### MATERIAL FOR THIS EXERCISE
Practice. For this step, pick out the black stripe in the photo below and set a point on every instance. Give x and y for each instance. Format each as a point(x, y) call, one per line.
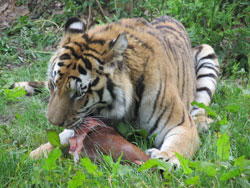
point(75, 78)
point(164, 91)
point(60, 64)
point(155, 101)
point(100, 41)
point(100, 93)
point(110, 87)
point(205, 89)
point(184, 76)
point(166, 30)
point(96, 58)
point(207, 75)
point(164, 125)
point(87, 63)
point(65, 57)
point(205, 65)
point(73, 52)
point(183, 118)
point(86, 37)
point(210, 56)
point(197, 53)
point(69, 65)
point(88, 40)
point(145, 45)
point(82, 70)
point(157, 121)
point(89, 48)
point(95, 82)
point(139, 89)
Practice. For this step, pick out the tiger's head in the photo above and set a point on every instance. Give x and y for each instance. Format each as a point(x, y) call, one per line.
point(87, 76)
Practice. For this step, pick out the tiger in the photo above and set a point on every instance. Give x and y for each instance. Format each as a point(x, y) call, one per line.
point(137, 71)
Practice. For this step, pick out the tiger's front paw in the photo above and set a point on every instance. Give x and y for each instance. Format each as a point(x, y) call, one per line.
point(164, 155)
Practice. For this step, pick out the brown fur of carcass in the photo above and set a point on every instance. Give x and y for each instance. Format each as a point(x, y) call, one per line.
point(109, 142)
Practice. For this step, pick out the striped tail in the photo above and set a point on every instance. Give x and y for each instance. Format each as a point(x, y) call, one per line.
point(207, 73)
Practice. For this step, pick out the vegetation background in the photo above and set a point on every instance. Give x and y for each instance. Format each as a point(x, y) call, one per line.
point(29, 33)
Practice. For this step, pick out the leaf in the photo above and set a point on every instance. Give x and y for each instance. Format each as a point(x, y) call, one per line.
point(223, 147)
point(77, 180)
point(50, 162)
point(90, 167)
point(193, 181)
point(202, 166)
point(243, 182)
point(230, 174)
point(240, 161)
point(184, 164)
point(53, 138)
point(154, 163)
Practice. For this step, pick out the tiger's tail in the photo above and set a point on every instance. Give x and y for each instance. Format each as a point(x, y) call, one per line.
point(207, 73)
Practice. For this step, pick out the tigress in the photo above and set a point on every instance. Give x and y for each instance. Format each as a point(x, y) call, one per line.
point(136, 71)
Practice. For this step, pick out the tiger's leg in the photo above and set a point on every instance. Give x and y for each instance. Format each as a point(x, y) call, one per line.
point(207, 72)
point(182, 139)
point(175, 131)
point(31, 88)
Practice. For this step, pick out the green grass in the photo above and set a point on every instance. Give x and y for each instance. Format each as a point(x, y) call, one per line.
point(25, 50)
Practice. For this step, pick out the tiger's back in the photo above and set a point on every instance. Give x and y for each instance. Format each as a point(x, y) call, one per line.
point(131, 69)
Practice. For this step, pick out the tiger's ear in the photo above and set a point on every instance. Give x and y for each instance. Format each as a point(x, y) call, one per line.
point(74, 25)
point(120, 44)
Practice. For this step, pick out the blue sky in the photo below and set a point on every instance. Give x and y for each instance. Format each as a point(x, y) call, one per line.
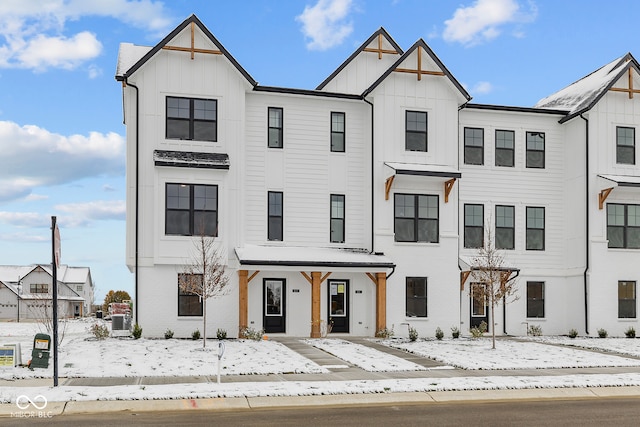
point(61, 128)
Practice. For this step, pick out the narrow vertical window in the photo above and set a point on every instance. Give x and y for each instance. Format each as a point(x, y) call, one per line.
point(473, 146)
point(275, 127)
point(505, 148)
point(626, 299)
point(473, 226)
point(416, 293)
point(535, 150)
point(535, 299)
point(337, 132)
point(416, 131)
point(505, 227)
point(337, 218)
point(275, 217)
point(625, 145)
point(535, 229)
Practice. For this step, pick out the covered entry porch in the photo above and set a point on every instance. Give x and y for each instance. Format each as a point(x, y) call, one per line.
point(284, 270)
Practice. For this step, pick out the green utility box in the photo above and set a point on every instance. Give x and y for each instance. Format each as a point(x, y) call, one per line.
point(41, 351)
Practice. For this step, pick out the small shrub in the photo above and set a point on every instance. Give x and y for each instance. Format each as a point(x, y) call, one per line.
point(455, 332)
point(385, 333)
point(251, 334)
point(439, 333)
point(137, 331)
point(413, 334)
point(535, 330)
point(99, 331)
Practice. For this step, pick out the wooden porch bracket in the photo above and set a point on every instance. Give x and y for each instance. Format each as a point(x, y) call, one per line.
point(603, 196)
point(448, 186)
point(387, 186)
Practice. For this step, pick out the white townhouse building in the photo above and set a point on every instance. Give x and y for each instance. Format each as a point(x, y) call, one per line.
point(362, 202)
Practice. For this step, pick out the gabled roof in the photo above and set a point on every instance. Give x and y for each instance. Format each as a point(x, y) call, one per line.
point(583, 94)
point(420, 44)
point(131, 50)
point(380, 33)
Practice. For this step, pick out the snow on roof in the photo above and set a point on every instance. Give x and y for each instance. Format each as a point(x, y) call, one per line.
point(128, 55)
point(294, 256)
point(580, 96)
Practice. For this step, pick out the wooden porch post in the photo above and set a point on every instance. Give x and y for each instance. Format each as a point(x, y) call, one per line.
point(315, 304)
point(243, 299)
point(381, 301)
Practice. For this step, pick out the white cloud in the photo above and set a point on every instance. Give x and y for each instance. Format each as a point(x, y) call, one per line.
point(325, 24)
point(33, 157)
point(482, 21)
point(32, 32)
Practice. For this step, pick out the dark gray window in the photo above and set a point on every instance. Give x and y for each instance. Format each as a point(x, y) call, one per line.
point(505, 227)
point(416, 131)
point(191, 210)
point(192, 119)
point(535, 299)
point(625, 145)
point(416, 291)
point(337, 218)
point(535, 150)
point(535, 229)
point(275, 127)
point(505, 148)
point(623, 226)
point(275, 216)
point(473, 226)
point(416, 218)
point(473, 146)
point(189, 303)
point(337, 132)
point(626, 299)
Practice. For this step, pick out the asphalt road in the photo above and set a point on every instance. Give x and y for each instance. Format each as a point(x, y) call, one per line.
point(585, 412)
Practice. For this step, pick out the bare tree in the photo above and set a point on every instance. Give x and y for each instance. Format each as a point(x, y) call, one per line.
point(492, 280)
point(204, 275)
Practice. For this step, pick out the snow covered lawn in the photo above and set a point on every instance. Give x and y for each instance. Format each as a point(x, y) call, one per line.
point(470, 353)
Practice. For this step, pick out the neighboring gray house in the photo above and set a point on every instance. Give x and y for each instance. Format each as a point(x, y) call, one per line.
point(26, 291)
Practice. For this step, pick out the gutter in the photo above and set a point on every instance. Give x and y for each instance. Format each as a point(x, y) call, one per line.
point(135, 274)
point(586, 268)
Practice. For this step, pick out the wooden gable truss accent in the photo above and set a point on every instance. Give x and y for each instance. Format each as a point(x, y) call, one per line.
point(629, 89)
point(419, 71)
point(379, 50)
point(192, 49)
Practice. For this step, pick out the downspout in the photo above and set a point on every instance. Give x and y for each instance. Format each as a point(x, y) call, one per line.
point(137, 203)
point(586, 268)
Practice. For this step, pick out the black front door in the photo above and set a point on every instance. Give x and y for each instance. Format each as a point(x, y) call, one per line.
point(274, 305)
point(339, 305)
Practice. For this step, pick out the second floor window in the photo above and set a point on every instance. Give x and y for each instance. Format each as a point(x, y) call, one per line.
point(416, 218)
point(473, 226)
point(275, 128)
point(625, 145)
point(275, 216)
point(416, 131)
point(535, 150)
point(337, 218)
point(191, 210)
point(505, 143)
point(337, 132)
point(623, 226)
point(192, 119)
point(473, 146)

### WHAT TO DO
Rescale the lines from the line containing "Practice. For this step, pick out the tiger's front" to the line containing "point(164, 155)", both included, and reproduce only those lines, with the requests unchanged. Multiply every coordinate in the answers by 1.4 and round each result to a whole number, rounding halves up.

### SOLUTION FOR THIS TASK
Practice. For this step, pick out the tiger's front paw in the photo above and set a point on every instance. Give x and y for each instance. Format each as a point(x, y) call, one per line.
point(230, 217)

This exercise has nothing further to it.